-- EXCERTO SELECIONADO --
“Dois homens batem à porta. ‘Bom dia, minha senhora, viemos para instalar o medo. E, vai ver, é uma categoria’.” Rui Zink, A Instalação do Medo, 2012.
O medo que, desde sempre, andou a par e passo com a política, assumiu papel de destaque nas últimas semanas, após anúncio da oposição do PCP, face à proposta de orçamento apresentada pelo governo.
Desta feita, o medo foi instalado pelo presidente-comentador, que se apressou a acenar com o isco da “crise política”, tão apetecível aos fazedores de opinião que pontificam na nossa praça. Seguiu-se a repetição até à exaustão dos seus presumíveis efeitos, antecipando vencedores e vencidos, e fabricando-se as intenções de quem ousa fazer frente ao “extremismo do centro”. O prenúncio da “crise política”, ao assumir contornos de disco riscado, amplificado pela incerteza dos efeitos da pandemia, serve de manobra política de chantagem, na esperança de que fosse garantida a aprovação de um instrumento essencial à governação sem discutir seriamente o seu conteúdo.
Porém, não obstante o contravapor daqueles que, servindo-se do estatuto de correias de transmissão da “opinião pública”, mais não fazem do que agitar espantalhos ou fazer futurologia, o certo é que existe um país real que precisa de respostas concretas, e não de adiar o que é inadiável.
Um país em que as famílias suportam 1/3 do financiamento total da despesa com saúde, em contraste com apenas 27% na média da OCDE. Com uma população envelhecida em que as doenças crónicas são responsáveis pela maior parte das mortes e da utilização de cuidados de saúde. Exige, antes de mais, a valorização das carreiras e remunerações dos profissionais de saúde, que contribua para a sua fixação e dedicação plena ao SNS, de modo a assegurar uma rede de cuidados de saúde de proximidade, adequada às necessidades.
“O prenúncio da “crise política”, ao assumir contornos de risco riscado, amplificado pela incerteza dos efeitos da pandemia, serve de manobra política de chantagem, na esperança de que fosse garantida a aprovação de um instrumento essencial à governação sem discutir seriamente o seu conteúdo”
João Ferreira
Um país em que 9,5% da população trabalhadora é considerada pobre, pois vive com rendimentos inferiores a 540 euros mensais. Em que mais de 1,5 milhões de pensionistas recebem uma pensão, de velhice ou invalidez, inferior ao salário mínimo nacional (SMN). Exige, como resposta, um aumento geral dos salários, especialmente do SMN para os 850 euros no curto prazo, assim como a valorização das pensões e o fim dos cortes que persistem no valor das pensões nas longas carreiras contributivas.
Um país que tem apenas 14% da população com menos de 15 anos. E onde ter filhos constitui um factor de pobreza, com quase 40% das famílias compostas por 2 adultos e 3 ou mais crianças em risco de pobreza, tem de avançar, decisivamente, para a criação de uma rede pública de creches, de acesso gratuito para todas as crianças.
Em que por força da liberalização do mercado de arrendamento, a percentagem de arrendatários com sobrecarga das despesas de habitação passou de 17,6% em 2010 para 25,8% em 2018. E em que o peso da habitação pública é de apenas 2%, enquanto a média na UE é de 8,3%, atingindo mais de 30% na Holanda, por exemplo. Precisa, pois, de duplicar o número de fogos de habitação pública, de revogar a Lei das Rendas, regular preços e dar estabilidade aos contratos de arrendamento.
E, por fim, em que o peso dos salários somente corresponde a 35% da riqueza nacional e os rendimentos de capital já atingem 41%, enquanto em 1975, 59% da riqueza nacional correspondia a salários e 24,3% eram rendimentos de capital, deve avançar no combate da precariedade e na promoção da contratação coletiva.
É este o caminho que merece ser debatido.

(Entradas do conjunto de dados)
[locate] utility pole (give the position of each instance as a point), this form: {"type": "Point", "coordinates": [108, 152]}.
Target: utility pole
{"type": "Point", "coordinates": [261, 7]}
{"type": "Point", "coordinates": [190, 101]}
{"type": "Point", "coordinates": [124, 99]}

-- TAREFAS --
A: Segundo o texto, que percentagem do financiamento total da despesa com saúde suportam as famílias, em média, nos países da OCDE?
B: Atualize o trecho do texto que começa em "Porém, não obstante" e continua até "adequada às necessidades.", trocando "SNS" por "Serviço Nacional de Saúde".
Os registos não têm qualquer relação com o texto.

-- RESPOSTAS POR TAREFA --
A: 27%.

B:
Porém, não obstante o contravapor daqueles que, servindo-se do estatuto de correias de transmissão da “opinião pública”, mais não fazem do que agitar espantalhos ou fazer futurologia, o certo é que existe um país real que precisa de respostas concretas, e não de adiar o que é inadiável.
Um país em que as famílias suportam 1/3 do financiamento total da despesa com saúde, em contraste com apenas 27% na média da OCDE. Com uma população envelhecida em que as doenças crónicas são responsáveis pela maior parte das mortes e da utilização de cuidados de saúde. Exige, antes de mais, a valorização das carreiras e remunerações dos profissionais de saúde, que contribua para a sua fixação e dedicação plena ao Serviço Nacional de Saúde, de modo a assegurar uma rede de cuidados de saúde de proximidade, adequada às necessidades.